- WHAT YOU ARE ASKED TO DO
Please return the data that follows precisely as written, but without the images.

□ □ □ □ □

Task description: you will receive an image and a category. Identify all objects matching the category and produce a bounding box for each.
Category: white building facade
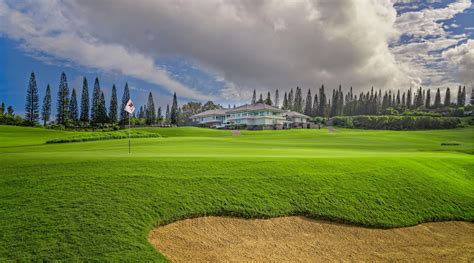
[190,109,227,127]
[225,103,286,129]
[191,103,313,130]
[283,111,312,128]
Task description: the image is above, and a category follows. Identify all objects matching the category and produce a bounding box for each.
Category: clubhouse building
[191,103,312,130]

□ □ □ □ □

- RESPONSE
Task description: you will receive an image and a category. Identify all objects matching the category and produce a bounding box for each.
Category: white building facade
[190,109,227,127]
[225,103,286,129]
[191,103,313,130]
[283,111,312,128]
Task description: the image is above, and a category follows. Identify all objects matching the category and produce a bounding box for each.
Category: clubhouse building
[191,103,312,130]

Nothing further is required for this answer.